→ Page:
Puerto Rico is a high context society (source: Portland State University’s page on Puerto Rican culture), while the mainland U.S. is low context. This means that the contiguous U.S. is oriented toward direct, clear communication. In Puerto Rico, communication is focused on body language and context much more than it is in Pittsburgh, for example. This distinction is important because in our work with Caras con Causa, we may not get answers as directly as we would expect if working with a client close to campus.
This characteristic of low versus high context reflects the importance of culture mapping. In class, Hillary described that culture mapping takes two opposite characteristics and places societies on the spectrum one way or another. If we did not understand the difference in context between the contiguous U.S. and Puerto Rico, we would become more easily frustrated if we didn’t get a direct answer. Even though I understand this distinction going into the onsite portion of this experience, I still anticipate the communication style being a challenge. While Puerto Rico is not currently on Erin Meyer’s culture map (the U.S. is), the elements of culture mapping such as high versus low context is a useful tool for comparing cultures.
For example, our team needs to collect information about Caras con Causa’s progress toward hosting study abroad groups onsite. When asking about the status of their dormitory buildings, we may not get a direct response and should use our visit to the site to evaluate the situation in addition to discussing with Caras staff.
Another important cultural norm that may present itself as a challenge is the relational aspect of business. More specifically, the Passport Career information provided to us explained that “Puerto Rican culture is all about…building successful personal relationships between each other- even before trying to build professional relationships.” Because we are meeting with Caras for such a short period of time, our team will be trying to gather as much information as possible. Especially with the mainland U.S.’s fast-paced environment, slowing down our visit to build relationships will be a change of pace.
Of course, when consulting for the CPLE in the past, our groups have taken time to ask “how are you?” to our clients, but this was basically a surface-level interaction and was quickly followed by a discussion of pressing concerns. While in Puerto Rico, I expect that we will not get “down to business” with Caras until a few days into the trip. We will likely spend more time getting to know Michael, Belén, Mariela, and others from the Caras staff before discussing the minutiae of our project. It will be important to ask them about their families, too; family is especially important to Puerto Ricans. This will take me outside of my comfort zone because I don’t generally ask individuals about their family life in professional settings. In order to be culturally aware, I should ask the Caras staff about their families so that I build trust with them.
Because this will be different from what I’m used to, it will be a challenge; however, I think it could possibly be a welcome change of pace. Especially in the context of service learning, getting to know the people we are collaborating with on a deeper level will be important because it will help to tie us to the cause and make us feel more devoted to the work. That said, our time with Caras is precious and we must be certain to cover the questions we have while there. Staying mindful of this balance between relationship building and information gathering will be key to a successful onsite experience.
On a smaller note, it’s important to stay conscious of the more technical differences in communication styles between Puerto Rico and the mainland U.S. Specifically, Puerto Ricans tend to stand very close to each other when speaking, and interrupting is common. If someone stood very close to me in a professional setting, I may feel uncomfortable, so keeping this norm in mind will be very useful while onsite. Additionally, my friends and I tend to interrupt each other in normal conversation, but interruptions are generally considered rude in professional settings. I will take care to remember this norm in Puerto Rico so as not to be offended. In short, trying to maintain a perspective of openness toward interactions will be important when in a different culture.

→ Dataset content:
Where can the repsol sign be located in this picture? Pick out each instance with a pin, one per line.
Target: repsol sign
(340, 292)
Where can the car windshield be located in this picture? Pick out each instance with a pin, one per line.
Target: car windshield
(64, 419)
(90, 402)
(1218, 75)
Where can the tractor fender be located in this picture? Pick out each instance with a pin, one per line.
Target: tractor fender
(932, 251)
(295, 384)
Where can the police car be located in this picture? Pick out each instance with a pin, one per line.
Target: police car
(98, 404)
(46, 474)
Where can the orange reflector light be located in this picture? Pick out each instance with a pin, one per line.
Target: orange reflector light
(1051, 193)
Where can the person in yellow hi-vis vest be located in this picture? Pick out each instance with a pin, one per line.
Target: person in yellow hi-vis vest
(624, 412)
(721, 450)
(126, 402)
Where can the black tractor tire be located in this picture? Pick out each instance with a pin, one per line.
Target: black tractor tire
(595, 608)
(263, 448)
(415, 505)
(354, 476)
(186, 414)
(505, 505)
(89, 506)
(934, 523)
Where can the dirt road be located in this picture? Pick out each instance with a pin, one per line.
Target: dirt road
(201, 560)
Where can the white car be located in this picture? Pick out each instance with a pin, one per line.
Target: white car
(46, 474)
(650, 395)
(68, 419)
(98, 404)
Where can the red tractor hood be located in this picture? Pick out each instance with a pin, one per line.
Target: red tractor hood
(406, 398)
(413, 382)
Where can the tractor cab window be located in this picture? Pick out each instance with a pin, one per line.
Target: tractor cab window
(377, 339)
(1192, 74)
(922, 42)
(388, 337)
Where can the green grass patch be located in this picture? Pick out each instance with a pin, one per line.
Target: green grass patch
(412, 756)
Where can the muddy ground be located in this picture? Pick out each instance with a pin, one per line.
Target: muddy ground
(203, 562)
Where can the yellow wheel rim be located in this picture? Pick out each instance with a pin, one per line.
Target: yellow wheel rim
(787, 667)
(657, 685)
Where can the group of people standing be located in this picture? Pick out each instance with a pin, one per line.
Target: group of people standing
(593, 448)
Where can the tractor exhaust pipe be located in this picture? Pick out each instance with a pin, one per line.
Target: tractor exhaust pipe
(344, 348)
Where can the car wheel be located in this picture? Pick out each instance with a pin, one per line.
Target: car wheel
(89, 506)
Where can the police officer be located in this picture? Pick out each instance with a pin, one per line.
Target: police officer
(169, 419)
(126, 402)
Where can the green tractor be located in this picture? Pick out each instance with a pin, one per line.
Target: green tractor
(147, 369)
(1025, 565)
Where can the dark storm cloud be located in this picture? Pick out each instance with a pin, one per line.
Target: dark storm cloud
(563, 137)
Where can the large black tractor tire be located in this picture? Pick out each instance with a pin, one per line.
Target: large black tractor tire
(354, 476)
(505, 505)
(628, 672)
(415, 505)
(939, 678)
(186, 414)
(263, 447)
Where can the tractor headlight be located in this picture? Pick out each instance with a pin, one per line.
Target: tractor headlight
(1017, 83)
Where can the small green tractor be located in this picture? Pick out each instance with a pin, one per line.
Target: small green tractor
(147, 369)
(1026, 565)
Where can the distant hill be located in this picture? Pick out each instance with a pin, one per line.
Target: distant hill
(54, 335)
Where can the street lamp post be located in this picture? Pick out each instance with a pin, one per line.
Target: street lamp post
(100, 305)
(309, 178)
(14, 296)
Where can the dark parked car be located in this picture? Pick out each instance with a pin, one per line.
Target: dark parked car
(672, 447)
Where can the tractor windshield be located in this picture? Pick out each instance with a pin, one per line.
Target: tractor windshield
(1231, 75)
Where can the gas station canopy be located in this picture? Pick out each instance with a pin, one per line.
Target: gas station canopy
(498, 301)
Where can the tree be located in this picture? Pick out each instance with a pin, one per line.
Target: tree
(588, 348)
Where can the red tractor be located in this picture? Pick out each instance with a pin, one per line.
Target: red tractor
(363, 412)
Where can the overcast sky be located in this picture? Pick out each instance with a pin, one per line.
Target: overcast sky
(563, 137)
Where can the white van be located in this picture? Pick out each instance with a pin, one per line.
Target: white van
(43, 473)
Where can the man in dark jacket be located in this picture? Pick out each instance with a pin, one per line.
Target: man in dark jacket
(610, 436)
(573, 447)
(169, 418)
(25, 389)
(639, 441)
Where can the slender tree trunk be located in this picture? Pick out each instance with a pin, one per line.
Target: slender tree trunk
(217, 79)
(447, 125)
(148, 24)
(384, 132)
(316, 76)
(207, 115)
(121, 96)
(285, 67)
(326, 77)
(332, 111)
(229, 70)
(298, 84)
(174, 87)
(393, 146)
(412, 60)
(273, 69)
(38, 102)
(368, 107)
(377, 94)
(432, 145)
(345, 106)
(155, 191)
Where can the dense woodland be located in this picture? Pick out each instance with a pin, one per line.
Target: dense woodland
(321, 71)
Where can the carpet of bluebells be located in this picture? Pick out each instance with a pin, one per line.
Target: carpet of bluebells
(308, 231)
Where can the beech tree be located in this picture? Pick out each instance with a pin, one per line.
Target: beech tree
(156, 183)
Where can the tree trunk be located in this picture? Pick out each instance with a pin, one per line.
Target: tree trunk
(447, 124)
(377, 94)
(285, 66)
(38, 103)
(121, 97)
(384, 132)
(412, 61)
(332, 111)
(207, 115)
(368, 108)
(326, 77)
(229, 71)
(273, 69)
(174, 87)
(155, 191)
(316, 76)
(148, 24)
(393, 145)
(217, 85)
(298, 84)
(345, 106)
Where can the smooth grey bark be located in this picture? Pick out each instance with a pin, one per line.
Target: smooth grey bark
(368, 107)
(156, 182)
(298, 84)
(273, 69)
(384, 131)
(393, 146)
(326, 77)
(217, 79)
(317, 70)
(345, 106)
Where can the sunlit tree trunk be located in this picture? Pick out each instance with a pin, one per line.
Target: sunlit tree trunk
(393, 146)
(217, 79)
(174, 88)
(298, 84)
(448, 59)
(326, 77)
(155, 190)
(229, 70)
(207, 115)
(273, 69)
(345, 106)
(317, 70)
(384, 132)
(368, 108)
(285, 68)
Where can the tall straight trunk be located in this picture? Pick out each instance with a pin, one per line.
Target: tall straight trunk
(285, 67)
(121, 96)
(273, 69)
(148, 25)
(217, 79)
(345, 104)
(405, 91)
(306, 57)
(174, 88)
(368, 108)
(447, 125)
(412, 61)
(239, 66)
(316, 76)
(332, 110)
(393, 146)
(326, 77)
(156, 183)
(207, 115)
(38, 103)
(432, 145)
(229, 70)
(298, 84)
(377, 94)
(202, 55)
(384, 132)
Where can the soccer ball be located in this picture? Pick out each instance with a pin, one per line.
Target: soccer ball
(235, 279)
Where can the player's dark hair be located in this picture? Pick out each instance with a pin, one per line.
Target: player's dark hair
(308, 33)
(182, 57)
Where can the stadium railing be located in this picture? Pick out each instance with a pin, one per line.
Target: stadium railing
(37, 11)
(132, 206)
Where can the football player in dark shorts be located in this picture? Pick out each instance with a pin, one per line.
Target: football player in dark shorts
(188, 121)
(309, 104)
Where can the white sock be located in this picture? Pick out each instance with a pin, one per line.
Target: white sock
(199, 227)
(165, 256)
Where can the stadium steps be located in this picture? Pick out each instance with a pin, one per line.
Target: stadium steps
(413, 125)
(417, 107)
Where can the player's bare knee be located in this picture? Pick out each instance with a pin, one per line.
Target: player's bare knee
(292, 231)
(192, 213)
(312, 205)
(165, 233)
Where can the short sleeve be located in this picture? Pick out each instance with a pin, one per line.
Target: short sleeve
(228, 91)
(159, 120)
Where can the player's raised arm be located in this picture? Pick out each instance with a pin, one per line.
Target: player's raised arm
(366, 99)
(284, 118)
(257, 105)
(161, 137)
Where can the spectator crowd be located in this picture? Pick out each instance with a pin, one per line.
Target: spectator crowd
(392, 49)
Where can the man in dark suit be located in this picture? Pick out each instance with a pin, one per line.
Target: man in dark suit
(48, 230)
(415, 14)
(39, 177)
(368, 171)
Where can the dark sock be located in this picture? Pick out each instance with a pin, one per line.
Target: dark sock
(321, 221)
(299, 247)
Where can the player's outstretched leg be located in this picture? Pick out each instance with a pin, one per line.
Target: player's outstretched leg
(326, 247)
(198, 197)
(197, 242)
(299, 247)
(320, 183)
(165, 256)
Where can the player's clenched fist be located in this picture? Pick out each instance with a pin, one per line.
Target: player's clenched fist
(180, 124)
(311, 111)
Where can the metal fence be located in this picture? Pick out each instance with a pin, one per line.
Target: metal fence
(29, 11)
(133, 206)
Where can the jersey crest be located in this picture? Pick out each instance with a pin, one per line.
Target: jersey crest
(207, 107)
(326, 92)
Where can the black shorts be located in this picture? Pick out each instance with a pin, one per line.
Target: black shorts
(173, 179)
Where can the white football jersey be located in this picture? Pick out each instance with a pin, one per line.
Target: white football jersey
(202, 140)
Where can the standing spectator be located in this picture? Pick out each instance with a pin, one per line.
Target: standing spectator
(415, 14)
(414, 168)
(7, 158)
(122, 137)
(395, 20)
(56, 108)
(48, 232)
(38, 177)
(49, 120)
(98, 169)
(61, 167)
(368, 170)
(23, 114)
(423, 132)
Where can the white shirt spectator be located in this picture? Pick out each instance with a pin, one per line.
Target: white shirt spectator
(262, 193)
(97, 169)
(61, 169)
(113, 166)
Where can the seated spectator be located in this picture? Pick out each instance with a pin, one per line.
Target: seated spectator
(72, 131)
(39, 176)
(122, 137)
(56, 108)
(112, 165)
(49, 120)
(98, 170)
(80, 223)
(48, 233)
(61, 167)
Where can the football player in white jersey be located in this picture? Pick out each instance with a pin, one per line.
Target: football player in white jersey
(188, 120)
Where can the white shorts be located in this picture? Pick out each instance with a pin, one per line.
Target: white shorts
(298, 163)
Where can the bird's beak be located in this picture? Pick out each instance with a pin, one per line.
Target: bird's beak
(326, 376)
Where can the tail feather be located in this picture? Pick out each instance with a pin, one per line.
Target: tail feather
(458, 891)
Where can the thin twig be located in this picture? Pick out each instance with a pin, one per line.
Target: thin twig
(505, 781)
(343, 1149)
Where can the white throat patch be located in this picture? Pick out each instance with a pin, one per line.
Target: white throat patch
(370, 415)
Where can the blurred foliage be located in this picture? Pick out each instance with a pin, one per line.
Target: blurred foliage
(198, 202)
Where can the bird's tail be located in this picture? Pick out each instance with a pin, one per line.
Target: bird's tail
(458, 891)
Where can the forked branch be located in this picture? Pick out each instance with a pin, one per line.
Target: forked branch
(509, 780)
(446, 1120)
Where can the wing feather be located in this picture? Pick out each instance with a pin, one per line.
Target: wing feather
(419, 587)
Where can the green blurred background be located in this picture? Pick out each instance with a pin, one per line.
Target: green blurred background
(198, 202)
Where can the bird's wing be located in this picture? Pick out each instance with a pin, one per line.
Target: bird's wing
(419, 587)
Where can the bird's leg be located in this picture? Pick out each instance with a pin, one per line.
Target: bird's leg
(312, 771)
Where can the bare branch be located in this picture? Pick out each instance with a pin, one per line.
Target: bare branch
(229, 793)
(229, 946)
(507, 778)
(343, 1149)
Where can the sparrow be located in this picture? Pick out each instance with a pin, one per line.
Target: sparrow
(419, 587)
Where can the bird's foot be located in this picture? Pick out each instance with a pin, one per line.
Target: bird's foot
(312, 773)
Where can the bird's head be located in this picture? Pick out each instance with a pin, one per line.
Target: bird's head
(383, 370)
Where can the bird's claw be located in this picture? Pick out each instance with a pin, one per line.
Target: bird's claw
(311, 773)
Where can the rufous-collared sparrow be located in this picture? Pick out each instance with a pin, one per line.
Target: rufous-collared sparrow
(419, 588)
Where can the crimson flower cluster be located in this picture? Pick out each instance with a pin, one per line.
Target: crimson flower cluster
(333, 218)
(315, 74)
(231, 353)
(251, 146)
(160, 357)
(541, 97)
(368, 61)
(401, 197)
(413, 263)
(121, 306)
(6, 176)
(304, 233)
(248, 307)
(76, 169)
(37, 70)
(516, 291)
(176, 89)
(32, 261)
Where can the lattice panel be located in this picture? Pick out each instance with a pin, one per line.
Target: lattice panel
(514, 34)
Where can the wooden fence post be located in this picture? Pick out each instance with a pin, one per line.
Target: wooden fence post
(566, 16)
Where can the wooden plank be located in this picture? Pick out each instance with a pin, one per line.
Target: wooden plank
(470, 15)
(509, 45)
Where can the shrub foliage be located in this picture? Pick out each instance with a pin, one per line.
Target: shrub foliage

→ Tasks:
A) Please write out the reflection on Puerto Rican communication from "Puerto Rico is a" up to and including "close to campus.".
B) Turn the paragraph of the reflection on Puerto Rican communication that begins "On a smaller note" into a short bulleted list that keeps its main facts.

→ Final results:
A)
Puerto Rico is a high context society (source: Portland State University’s page on Puerto Rican culture), while the mainland U.S. is low context. This means that the contiguous U.S. is oriented toward direct, clear communication. In Puerto Rico, communication is focused on body language and context much more than it is in Pittsburgh, for example. This distinction is important because in our work with Caras con Causa, we may not get answers as directly as we would expect if working with a client close to campus.

B)
- The more technical differences in communication style between Puerto Rico and the mainland U.S. are worth staying conscious of.
- Puerto Ricans tend to stand very close to each other when speaking. Such closeness could feel uncomfortable to the writer in a professional setting, so keeping this norm in mind will be useful onsite.
- Interrupting is common in Puerto Rico. The writer and friends interrupt each other in normal conversation, but interruptions are generally considered rude in professional settings. Remembering this norm will keep the writer from being offended.
- Keeping a perspective of openness toward interactions is important in a different culture.